-- start of Document --

The most common data processed with the package are indicators downloaded from EU repositories, which are often tied to policy targets. It is important to note that the desired policy target for an indicator may be higher values (e.g. GDP/capita) or lower values (e.g. NEET rate). These are referred to as highBest and lowBest in the package: some functions require that the user provide an argument as a string chosen between the two possibilities "highBest" and "lowBest".
Keep in mind that functions in the convergEU package calculate summaries over sets of EU countries (e.g. the EU27 or the Euro area). Therefore, the dataset used must contain values for all countries within the selected grouping, even if the user is only interested in just two or three countries.
The convergEU package produces results as a list with metainformation. This list is made up of three components: \$res, \$msg, \$err. The first list component, \$res, is the actual result, if computed. The second component, \$msg is a message (possibly a warning) accompanying the computed result. The third component, \$err, is an error message or a list of errors if a result is not computed.
The R packages used in this vignette are:
require(convergEU) require(ggplot2) require(dplyr) require(tidyverse) require(eurostat) require(purrr) require(tibble) require(tidyr) require(ggplot2) require(formattable) require(caTools)
This vignette presents how to work with two types of data sources: data produced by Eurofound that are available without an active internet connection, and Eurostat data that can be downloaded with an active internet connection.
Some datasets are accessible from the convergEU package using the R function data(). The code below download a dataset with employment rates for the EU Member States.
library(convergEU) data("emp_20_64_MS",package = "convergEU") head(emp_20_64_MS)
The Eurofound datasets EWCS (Employment and Working Conditions Survey) and EQLS (European Quality of Life Survey) are locally available within convergEU, see:
data(package = "convergEU")
The object dbEUF2018meta
contains a description of data that is available from within the convergEU package, i.e. it does not need to be downloaded from the Eurofound website.

-- end of Document --
-- start of Data extract --

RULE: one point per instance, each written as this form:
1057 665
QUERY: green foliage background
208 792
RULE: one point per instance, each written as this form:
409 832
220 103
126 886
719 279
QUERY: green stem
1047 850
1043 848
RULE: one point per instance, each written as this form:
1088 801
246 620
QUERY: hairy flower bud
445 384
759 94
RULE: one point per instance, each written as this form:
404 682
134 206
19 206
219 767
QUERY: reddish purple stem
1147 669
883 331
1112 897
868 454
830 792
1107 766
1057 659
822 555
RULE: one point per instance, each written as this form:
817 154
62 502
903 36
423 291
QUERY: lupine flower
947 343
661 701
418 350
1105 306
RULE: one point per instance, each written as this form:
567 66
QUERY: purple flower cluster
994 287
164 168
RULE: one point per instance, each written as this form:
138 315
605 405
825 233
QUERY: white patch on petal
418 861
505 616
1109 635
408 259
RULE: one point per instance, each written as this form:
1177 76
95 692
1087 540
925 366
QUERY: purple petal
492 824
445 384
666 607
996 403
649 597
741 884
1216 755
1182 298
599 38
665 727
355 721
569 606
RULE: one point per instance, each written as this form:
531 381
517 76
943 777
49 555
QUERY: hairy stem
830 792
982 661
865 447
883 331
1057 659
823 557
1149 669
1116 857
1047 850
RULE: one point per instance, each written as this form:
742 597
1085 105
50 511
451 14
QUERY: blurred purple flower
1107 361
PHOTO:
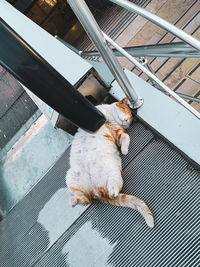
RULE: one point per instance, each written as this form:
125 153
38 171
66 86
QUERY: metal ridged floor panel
103 235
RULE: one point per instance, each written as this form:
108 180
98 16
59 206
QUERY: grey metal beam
94 32
159 21
191 98
152 76
178 49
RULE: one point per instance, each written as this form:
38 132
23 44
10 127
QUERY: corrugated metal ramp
43 231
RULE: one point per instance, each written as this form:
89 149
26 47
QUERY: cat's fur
95 163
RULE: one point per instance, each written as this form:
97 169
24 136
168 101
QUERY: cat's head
122 113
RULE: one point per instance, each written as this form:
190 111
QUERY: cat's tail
133 202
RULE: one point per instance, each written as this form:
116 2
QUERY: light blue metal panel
71 66
103 71
28 160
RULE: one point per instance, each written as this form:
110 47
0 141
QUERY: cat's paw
125 141
113 190
73 201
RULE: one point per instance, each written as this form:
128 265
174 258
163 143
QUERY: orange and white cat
95 163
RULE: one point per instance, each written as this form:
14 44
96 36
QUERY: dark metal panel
140 136
15 117
44 81
10 91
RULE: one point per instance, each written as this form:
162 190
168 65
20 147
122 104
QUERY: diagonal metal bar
94 32
152 76
178 49
159 21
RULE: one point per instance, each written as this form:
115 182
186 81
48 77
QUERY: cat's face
123 115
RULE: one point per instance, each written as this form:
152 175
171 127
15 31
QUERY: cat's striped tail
133 202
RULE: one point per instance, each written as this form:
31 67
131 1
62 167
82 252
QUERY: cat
95 163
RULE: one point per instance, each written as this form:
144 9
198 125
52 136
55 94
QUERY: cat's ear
124 101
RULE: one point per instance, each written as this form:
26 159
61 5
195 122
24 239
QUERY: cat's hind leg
79 197
124 143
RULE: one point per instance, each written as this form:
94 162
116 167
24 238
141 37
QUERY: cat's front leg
124 143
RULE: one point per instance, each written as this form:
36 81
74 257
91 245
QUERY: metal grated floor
36 233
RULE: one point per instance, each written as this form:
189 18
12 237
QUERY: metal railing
103 42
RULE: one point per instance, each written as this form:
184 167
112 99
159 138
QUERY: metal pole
91 27
159 21
178 49
145 70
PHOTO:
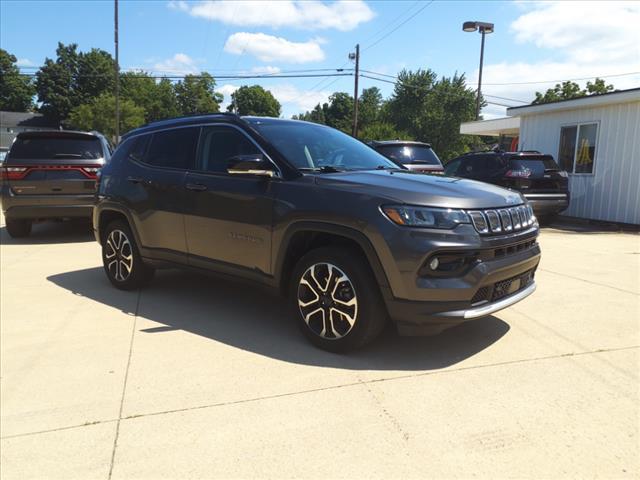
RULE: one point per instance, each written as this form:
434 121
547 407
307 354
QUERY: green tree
55 83
254 100
73 79
196 94
339 112
16 91
369 106
598 87
382 131
431 110
568 90
100 113
158 99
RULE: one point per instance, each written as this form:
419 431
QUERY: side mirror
254 164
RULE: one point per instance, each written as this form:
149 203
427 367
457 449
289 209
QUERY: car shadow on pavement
51 232
249 318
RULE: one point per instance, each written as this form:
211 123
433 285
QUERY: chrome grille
502 220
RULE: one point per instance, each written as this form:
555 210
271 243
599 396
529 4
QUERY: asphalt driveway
195 377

-- end of Data extract --

▸ **Requirement 1**: Count how many lines of the records contain the string "purple", and give only that number.
▸ **Requirement 2**: Extend the convergEU text by writing what comes after its last sentence.
The convergEU text has no connection to the records.

▸ **Final result 1**: 4

▸ **Final result 2**:
print(dbEUF2018meta, n=200,width=200)
The raw local Eurofound database is accessed as follows:
require(convergEU) data(dbEurofound) head(dbEurofound)
...where variable names are:
names(dbEurofound)
and the time ranges are:
c(min(dbEurofound$time), max(dbEurofound$time))
Remember that the databases will likely have missing data.
NOTE: Eurofound data are statically stored within convergeEU package. To have the most recent version of Eurofound data, please update the package.
The Eurofound dataset exploited during the development of this package: emp_20_64_MS is the tidy version of the dataset emp_20_64. It contains information on employment rates for 20 to 64 years old and can always be used for analysis without any need for further processing.
help(emp_20_64_MS)
All other locally accessible Eurofound indicators can be extracted from the Eurofound database as the first step of an analysis: this is the data preparation step. The user needs only to choose a time interval, an indicator and a set of countries (MS, Member States). For example:
convergEU_glb()$EU12
among those available:
names(convergEU_glb())[c(3:8)]
Remember that "EA" , "EA19" and "Euro area" are synonyms.
convergEU_glb()$EA
As an example, here is how one would select the "lifesatisf" indicator taken from the column "Code_in_database" within the object dbEUF2018meta that contains the meta information:
head(dbEUF2018meta) myTB <- extract_indicator_EUF( indicator_code = "lifesatisf", #Code_in_database fromTime=2003, toTime=2016, gender= c("Total","Females","Males")[2], countries= convergEU_glb()$EU12$memberStates$codeMS ) myTB
which results in three components: a dataset ready for further analyses ("$res"); possible messages for the user ("\$msg") and, if an error occurs, a string (i.e. text) containing error messages ("\$err").
Eurostat data can be downloaded directly from the Eurostat via an active internet connection.
The heterogeneity in the structure of different indicators normalized into the database requires some attentions. Sometimes, a list of covariates for the indicator is available (gender, age, poverty status, etc.) and these values must be set to produce a tidy dataset (i.e. a table containing only time by countries).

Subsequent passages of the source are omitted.